▸ **Texte extrait**
_ _ _

« Que d’appas ! Que d’attraits ! » s’extase Pygmalion face à sa statue Galatée. Ce sont là, aussi, les termes qui viennent à l’esprit du spectateur pour qualifier le travail de Reinoud Van Mechelen qui réunit deux très belles pièces en un acte, officiant à la fois en tant que chef et que chanteur.
La direction de Reinoud Van Mechelen déploie son propre style, d’emblée, marqué par un équilibre fin entre la majesté solennelle et une dynamique très énergique. L’ensemble A nocte temporis ainsi que le chœur de chambre de Namur sont en grande forme ce soir, même si l’acoustique du salon Hercule n’est pas des plus appropriées. Ils se plient avec finesse aux nombreuses nuances imprimées par le chef qui anime chaque portée d’une intention théâtrale et d’un effet musical. Il est flagrant que Reinoud Van Mechelen s’épanouit particulièrement dans le rôle de chef, ce qui rejaillit sur la texture du son.

_ _ _

▸ **Lignes de données**
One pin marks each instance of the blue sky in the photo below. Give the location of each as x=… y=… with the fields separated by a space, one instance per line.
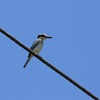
x=74 y=49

_ _ _

▸ **Série de consignes**
1. Recopiez le passage de la critique de concert qui commence à « La direction de » et se termine à « texture du son. », en renommant « salon Hercule » en « salon d'honneur ».
2. Présentez sous forme de liste le paragraphe de la critique de concert qui commence par « La direction de Reinoud Van Mechelen », en conservant ses faits principaux.
3. Reprenez la critique de concert là où elle s'arrête et poursuivez sa rédaction.
Les lignes de données forment un matériau distinct de la critique de concert.

▸ **Réponses par consigne**
1.
La direction de Reinoud Van Mechelen déploie son propre style, d’emblée, marqué par un équilibre fin entre la majesté solennelle et une dynamique très énergique. L’ensemble A nocte temporis ainsi que le chœur de chambre de Namur sont en grande forme ce soir, même si l’acoustique du salon d'honneur n’est pas des plus appropriées. Ils se plient avec finesse aux nombreuses nuances imprimées par le chef qui anime chaque portée d’une intention théâtrale et d’un effet musical. Il est flagrant que Reinoud Van Mechelen s’épanouit particulièrement dans le rôle de chef, ce qui rejaillit sur la texture du son.

2.
- La direction de Reinoud Van Mechelen a un style propre, qui allie la majesté solennelle à une dynamique très énergique.
- L'ensemble A nocte temporis et le chœur de chambre de Namur sont en grande forme, malgré l'acoustique peu appropriée du salon Hercule.
- Ils suivent avec finesse les nombreuses nuances du chef, qui donne à chaque portée une intention théâtrale et un effet musical.
- Reinoud Van Mechelen s'épanouit nettement dans le rôle de chef, et cela se ressent dans la texture du son.

3.
La juxtaposition des deux pièces est très bien pensée. Pour Zémide de Pierre Iso, il s’agit d’une exhumation, à tel point que les talents de Benoît Dratwicki ont été sollicités afin de recomposer les quelques portées manquantes. C’est une belle découverte : le registre est clairement pastoral, la partition offre des moments de tension comme des passages plus lyriques, voire, par certains égards, ironiques. Au-delà du livret, les parties pour orchestre justifient à elles seules cette résurrection et rappellent l’injustice de l’Histoire qui a délaissé ce maître baroque de grande qualité.
L’homogénéité musicale entre Pygmalion et Zémide est grande, pour ces pièces créées à 3 ans d’intervalle, en 1745 et 1748, tout comme les parallèles thématiques sont évidents. Axées autour de l’amour, les pièces atteignent les mêmes points d’arrivée à partir de situations initiales inversées : là où Zémide réfute toute perspective de sentiment amoureux, au désespoir de Phasis, Pygmalion, lui, se lamente de n’aimer qu’une statue. L’élément perturbateur, l’irruption de l’Amour, est en même temps le nœud de résolution de l’intrigue : alors que Zémide, par une flèche décochée en plein cœur, tombe amoureuse de Phasis, Pygmalion voit, grâce à Vénus, sa statue s’animer sous ses yeux et prête à l’aimer.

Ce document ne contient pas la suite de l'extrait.